'''
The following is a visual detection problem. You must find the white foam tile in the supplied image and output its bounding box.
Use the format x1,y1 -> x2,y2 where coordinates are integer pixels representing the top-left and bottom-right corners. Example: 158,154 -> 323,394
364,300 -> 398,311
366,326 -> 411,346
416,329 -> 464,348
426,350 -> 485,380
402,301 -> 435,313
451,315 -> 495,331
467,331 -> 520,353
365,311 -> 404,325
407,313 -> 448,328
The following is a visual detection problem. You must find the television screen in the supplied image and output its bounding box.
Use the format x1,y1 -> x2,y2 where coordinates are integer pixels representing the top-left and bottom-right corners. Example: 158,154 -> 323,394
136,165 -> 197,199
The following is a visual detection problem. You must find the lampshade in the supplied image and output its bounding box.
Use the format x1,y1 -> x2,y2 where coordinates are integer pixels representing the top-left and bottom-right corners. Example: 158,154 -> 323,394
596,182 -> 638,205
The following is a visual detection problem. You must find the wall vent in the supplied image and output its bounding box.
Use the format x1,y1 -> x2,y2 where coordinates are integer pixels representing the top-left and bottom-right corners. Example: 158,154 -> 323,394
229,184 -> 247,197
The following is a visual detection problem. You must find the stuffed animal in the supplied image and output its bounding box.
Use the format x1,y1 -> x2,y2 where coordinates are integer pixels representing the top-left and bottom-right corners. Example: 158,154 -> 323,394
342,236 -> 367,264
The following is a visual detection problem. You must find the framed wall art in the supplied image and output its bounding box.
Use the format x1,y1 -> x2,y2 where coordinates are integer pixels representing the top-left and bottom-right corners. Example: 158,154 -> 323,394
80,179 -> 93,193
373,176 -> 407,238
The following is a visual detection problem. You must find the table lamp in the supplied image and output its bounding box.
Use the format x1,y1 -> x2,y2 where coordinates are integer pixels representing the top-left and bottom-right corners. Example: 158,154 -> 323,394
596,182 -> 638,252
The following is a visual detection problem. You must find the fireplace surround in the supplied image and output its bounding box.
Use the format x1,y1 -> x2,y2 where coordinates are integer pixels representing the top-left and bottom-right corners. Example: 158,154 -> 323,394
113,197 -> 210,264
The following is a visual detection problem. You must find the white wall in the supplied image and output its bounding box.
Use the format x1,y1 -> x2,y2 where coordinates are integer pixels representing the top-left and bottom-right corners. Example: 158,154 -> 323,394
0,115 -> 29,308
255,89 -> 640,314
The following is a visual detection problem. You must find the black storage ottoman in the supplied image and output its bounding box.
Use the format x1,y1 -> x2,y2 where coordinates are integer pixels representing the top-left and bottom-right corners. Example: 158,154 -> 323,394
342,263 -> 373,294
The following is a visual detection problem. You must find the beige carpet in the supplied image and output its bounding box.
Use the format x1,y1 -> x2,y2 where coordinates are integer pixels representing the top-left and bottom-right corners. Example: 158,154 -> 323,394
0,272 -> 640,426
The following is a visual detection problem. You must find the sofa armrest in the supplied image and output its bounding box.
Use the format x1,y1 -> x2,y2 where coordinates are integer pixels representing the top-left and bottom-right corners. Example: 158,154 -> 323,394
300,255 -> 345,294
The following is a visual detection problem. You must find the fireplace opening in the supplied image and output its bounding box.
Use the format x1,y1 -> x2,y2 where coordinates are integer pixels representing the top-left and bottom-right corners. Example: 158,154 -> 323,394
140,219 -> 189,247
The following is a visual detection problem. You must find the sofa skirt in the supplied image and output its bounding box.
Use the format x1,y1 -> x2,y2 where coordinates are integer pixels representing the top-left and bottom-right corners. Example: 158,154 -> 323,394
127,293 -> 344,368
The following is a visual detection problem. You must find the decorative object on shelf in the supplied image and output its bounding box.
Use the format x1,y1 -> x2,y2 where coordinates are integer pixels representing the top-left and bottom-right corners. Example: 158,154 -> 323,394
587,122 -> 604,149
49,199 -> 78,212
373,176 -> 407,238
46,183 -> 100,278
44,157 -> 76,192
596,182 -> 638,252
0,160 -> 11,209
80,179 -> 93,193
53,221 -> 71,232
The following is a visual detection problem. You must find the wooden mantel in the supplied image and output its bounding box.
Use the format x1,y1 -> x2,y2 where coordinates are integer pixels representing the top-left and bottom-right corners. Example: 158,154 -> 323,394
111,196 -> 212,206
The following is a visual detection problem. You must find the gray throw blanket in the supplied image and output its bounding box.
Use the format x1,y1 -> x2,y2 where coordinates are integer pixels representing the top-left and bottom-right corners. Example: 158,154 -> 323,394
'''
**WHAT IS ASKED:**
Can you give every line of the listing above as a JSON list of strings, one string per line, with blank lines left out?

**THE OUTPUT:**
[
  "The following is a visual detection problem. You must find the white foam tile in the supplied image and output its bounding box.",
  "Use the format x1,y1 -> x2,y2 where coordinates are integer pixels representing the top-left and bottom-right corners. Example: 158,154 -> 323,394",
  "364,300 -> 398,311",
  "366,326 -> 411,346",
  "416,329 -> 464,348",
  "426,350 -> 485,380",
  "402,301 -> 435,313",
  "451,315 -> 495,331",
  "467,331 -> 520,353",
  "365,311 -> 404,325",
  "407,313 -> 448,328",
  "The following is a visual detection problem. You must find the television screen in the supplied image and output its bounding box.",
  "Use the format x1,y1 -> x2,y2 where coordinates are integer pixels representing the top-left and bottom-right corners. Example: 158,154 -> 323,394",
  "136,165 -> 197,199",
  "The following is a visual detection problem. You must find the lampshade in the supplied image and output its bounding box.",
  "Use the format x1,y1 -> x2,y2 where coordinates are integer pixels representing the top-left and bottom-right corners. Example: 158,154 -> 323,394",
  "596,182 -> 638,205",
  "The following is a visual detection problem. You must find the wall vent in the supplied image and output its bounding box.",
  "Use the format x1,y1 -> x2,y2 where coordinates are integer pixels representing the top-left and bottom-right corners. Example: 158,154 -> 323,394",
  "229,184 -> 247,197",
  "The following is a visual detection problem. You must find the stuffed animal in the supplied image and output its bounding box.",
  "Use the format x1,y1 -> x2,y2 where coordinates are integer pixels representing the top-left and bottom-right corners. Example: 158,154 -> 323,394",
  "342,236 -> 367,264",
  "The following is a visual detection problem. You must find the framed wall art in the supplied image and output its bounding box.",
  "Use the format x1,y1 -> x2,y2 where coordinates are integer pixels representing the top-left and bottom-right corners. Example: 158,154 -> 323,394",
  "80,179 -> 93,193",
  "373,176 -> 407,238",
  "The following is a visual detection problem. You must find the table lamp in the supplied image and output its bounding box.",
  "Use the format x1,y1 -> x2,y2 where coordinates are integer pixels representing the top-left and bottom-right corners. Example: 158,154 -> 323,394",
  "596,182 -> 638,252",
  "The following is a visual detection problem. You must find the fireplace surround in the supplied image and output its bounding box.",
  "Use the format x1,y1 -> x2,y2 where coordinates are integer pixels representing the top-left and bottom-right corners. Example: 158,154 -> 323,394",
  "113,197 -> 210,264",
  "The following is a visual detection problem. You must find the white wall in the supplied image and output its bounding box.",
  "Use the format x1,y1 -> x2,y2 where coordinates are integer pixels representing the top-left and bottom-right corners. Example: 158,154 -> 323,394",
  "0,115 -> 29,308",
  "255,89 -> 640,314",
  "The following is a visual detection problem. You must find the black storage ottoman in the supplied image and output its bounding box.",
  "Use the format x1,y1 -> x2,y2 where coordinates are integer pixels representing the top-left and bottom-right corners. Example: 158,154 -> 323,394",
  "342,263 -> 373,294",
  "The following is a visual detection problem. You must find the beige carpet in the supplied image and output its bounding box.",
  "Use the format x1,y1 -> x2,y2 where coordinates are integer pixels representing the top-left and bottom-right corners. Example: 158,154 -> 323,394",
  "0,272 -> 640,426",
  "The following is a visual detection problem. You must find the sofa armrest in the supplied image and output its bounding box.",
  "Use the format x1,y1 -> x2,y2 where coordinates are integer pixels representing the top-left and bottom-right corners. Example: 158,154 -> 323,394",
  "300,255 -> 345,294",
  "The following is a visual detection problem. You must find the fireplace opening in the supplied image and output its bounding box.",
  "Use the format x1,y1 -> x2,y2 where coordinates are integer pixels representing the top-left and bottom-right corners. Example: 158,154 -> 323,394",
  "140,219 -> 189,247",
  "The following is a visual detection problem. You must find the sofa skirt in the supplied image and output its bounding box.",
  "Use the format x1,y1 -> x2,y2 where coordinates are integer pixels representing the top-left and bottom-right corners. Example: 158,154 -> 323,394",
  "127,293 -> 344,368",
  "The following is a visual detection problem. You must find the decorative object on shelf in the supplied image and output its bounding box.",
  "Use the format x1,y1 -> x2,y2 where coordinates are integer pixels representing the top-left and bottom-right corners. Example: 158,154 -> 323,394",
  "587,122 -> 604,149",
  "49,199 -> 78,212",
  "373,176 -> 407,238",
  "46,183 -> 100,278",
  "44,157 -> 76,192",
  "596,182 -> 638,252",
  "0,160 -> 11,209",
  "80,179 -> 93,193",
  "53,221 -> 71,232",
  "The following is a visual detection problem. You must find the wooden mantel in the supplied image and output its bounding box.",
  "Use the format x1,y1 -> x2,y2 where coordinates are integer pixels representing the top-left and bottom-right corners. Example: 158,154 -> 323,394",
  "111,196 -> 212,206",
  "The following is a visual detection problem. You must find the gray throw blanket in the supplied image and output its bounding box.",
  "Use the format x1,y1 -> x2,y2 where coordinates are integer pixels representing the top-left and bottom-right corners. Example: 158,154 -> 323,394"
]